- [Records]:
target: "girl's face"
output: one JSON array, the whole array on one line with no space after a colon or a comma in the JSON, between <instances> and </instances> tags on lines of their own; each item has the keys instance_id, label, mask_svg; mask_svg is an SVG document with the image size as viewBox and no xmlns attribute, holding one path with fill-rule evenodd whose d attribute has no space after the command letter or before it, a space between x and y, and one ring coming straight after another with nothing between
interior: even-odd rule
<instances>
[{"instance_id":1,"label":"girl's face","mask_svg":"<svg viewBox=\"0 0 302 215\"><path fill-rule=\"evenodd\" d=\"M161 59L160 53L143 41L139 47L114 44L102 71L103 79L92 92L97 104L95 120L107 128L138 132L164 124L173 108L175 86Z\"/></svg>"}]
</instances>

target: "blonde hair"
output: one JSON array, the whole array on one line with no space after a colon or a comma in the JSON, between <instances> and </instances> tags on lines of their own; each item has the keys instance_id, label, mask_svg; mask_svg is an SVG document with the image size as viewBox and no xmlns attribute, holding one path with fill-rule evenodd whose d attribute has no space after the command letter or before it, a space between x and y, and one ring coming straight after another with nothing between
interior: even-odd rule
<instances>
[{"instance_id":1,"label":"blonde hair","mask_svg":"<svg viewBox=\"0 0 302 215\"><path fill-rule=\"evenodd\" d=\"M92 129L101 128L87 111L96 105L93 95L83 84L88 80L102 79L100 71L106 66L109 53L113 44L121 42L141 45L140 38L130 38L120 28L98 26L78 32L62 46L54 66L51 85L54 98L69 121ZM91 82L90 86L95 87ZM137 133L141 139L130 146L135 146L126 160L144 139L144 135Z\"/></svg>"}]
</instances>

- [Objective]: Copy out every line of the material above character for character, changing nothing.

- [Expected answer]:
target: "girl's face"
output: one JSON array, the whole array on one line with no space after a colon or a comma in the JSON, between <instances> and </instances> tags on lines of their own; each item has the keys instance_id, label, mask_svg; mask_svg is an SVG document with the image size as viewBox and no xmlns attribute, holding one path with fill-rule evenodd whose d attribute has no space after the command letter or before it, a space between x and y, and one ring coming straight after another with nothing between
interior: even-odd rule
<instances>
[{"instance_id":1,"label":"girl's face","mask_svg":"<svg viewBox=\"0 0 302 215\"><path fill-rule=\"evenodd\" d=\"M161 59L160 53L143 41L139 47L114 44L102 71L103 79L92 92L97 104L95 120L107 128L138 132L164 124L173 108L175 86Z\"/></svg>"}]
</instances>

target: "blonde hair"
output: one JSON array, the whole array on one line with no space after a colon or a comma in the JSON, between <instances> and </instances> tags on lines of their own; each item has the keys instance_id, label, mask_svg; mask_svg is an SVG document with the image size as viewBox and no xmlns attribute, holding one path with fill-rule evenodd whose d attribute has no space after the command letter or before it, a space between x and y, and one ring coming straight after another with nothing between
interior: even-odd rule
<instances>
[{"instance_id":1,"label":"blonde hair","mask_svg":"<svg viewBox=\"0 0 302 215\"><path fill-rule=\"evenodd\" d=\"M92 129L101 128L87 111L96 105L93 95L83 84L88 80L102 79L100 71L106 66L109 53L113 44L121 42L141 45L140 38L130 38L120 28L98 26L78 32L62 46L54 66L51 85L54 98L69 121ZM91 82L90 86L95 87ZM137 133L141 139L130 146L135 146L126 160L144 139L144 135Z\"/></svg>"}]
</instances>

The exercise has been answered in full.